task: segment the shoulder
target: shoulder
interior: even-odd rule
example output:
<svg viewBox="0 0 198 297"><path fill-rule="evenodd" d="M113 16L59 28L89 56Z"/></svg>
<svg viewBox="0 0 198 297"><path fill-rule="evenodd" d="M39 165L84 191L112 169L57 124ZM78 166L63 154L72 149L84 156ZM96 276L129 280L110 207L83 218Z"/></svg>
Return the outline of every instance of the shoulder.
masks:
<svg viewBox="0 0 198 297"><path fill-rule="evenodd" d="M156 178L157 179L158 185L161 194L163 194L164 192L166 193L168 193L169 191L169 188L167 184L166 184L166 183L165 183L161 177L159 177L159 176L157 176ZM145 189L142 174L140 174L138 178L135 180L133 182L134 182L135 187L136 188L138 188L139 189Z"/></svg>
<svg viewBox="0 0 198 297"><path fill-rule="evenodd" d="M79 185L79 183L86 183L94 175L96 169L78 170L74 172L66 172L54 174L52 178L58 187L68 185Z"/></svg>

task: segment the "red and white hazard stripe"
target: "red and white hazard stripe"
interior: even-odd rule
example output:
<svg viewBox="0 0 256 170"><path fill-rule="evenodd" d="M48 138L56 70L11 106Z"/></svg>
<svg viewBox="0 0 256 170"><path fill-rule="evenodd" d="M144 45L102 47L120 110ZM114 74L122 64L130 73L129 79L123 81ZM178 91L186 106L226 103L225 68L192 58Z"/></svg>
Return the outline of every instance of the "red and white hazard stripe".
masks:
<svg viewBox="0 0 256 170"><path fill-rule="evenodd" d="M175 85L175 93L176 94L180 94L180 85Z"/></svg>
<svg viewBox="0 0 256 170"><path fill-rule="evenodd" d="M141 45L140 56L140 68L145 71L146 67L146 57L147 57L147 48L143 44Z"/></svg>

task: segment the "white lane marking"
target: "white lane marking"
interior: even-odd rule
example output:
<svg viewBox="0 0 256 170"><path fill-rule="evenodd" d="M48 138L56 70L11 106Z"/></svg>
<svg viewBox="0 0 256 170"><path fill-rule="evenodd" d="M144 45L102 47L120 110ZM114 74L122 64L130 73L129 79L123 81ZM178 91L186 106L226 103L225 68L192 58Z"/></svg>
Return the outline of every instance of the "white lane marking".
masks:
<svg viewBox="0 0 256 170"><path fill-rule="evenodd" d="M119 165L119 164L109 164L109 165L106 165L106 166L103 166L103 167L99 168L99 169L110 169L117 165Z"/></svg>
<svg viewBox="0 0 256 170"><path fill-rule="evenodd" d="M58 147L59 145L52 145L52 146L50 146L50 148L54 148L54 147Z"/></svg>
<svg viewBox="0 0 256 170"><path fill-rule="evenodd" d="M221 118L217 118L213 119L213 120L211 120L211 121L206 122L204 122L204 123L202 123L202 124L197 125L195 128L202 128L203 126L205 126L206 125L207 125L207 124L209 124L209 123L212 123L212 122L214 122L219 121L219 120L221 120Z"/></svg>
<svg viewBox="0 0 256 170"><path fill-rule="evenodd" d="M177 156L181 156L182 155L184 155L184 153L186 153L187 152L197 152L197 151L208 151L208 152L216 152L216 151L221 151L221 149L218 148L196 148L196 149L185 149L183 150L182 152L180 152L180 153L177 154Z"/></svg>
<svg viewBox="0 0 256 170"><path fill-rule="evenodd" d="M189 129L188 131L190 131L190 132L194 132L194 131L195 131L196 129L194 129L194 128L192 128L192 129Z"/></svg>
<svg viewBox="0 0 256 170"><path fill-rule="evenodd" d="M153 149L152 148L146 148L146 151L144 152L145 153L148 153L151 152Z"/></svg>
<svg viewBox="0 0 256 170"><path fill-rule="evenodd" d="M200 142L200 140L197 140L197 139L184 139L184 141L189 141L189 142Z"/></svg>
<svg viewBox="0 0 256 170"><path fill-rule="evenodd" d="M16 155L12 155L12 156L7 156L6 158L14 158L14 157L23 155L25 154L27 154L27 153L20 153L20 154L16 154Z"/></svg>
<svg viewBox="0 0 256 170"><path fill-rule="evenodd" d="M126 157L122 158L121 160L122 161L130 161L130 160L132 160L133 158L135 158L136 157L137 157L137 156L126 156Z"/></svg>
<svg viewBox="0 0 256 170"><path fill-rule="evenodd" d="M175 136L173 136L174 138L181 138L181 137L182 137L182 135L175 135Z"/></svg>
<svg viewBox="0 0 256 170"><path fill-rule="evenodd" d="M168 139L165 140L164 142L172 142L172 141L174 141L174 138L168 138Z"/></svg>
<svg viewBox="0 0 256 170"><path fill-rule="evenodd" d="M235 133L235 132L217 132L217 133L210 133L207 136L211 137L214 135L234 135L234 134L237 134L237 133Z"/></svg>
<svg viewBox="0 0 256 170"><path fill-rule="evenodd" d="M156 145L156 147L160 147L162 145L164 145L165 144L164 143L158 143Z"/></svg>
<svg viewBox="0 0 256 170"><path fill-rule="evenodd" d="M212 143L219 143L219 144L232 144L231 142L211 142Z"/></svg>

▬▬▬

What to do: Locate every line in the material above that contains the word "lane" and copy each of those lines.

Written answer:
task: segment the "white lane marking"
target: "white lane marking"
Return the outline of every instance of the "white lane marking".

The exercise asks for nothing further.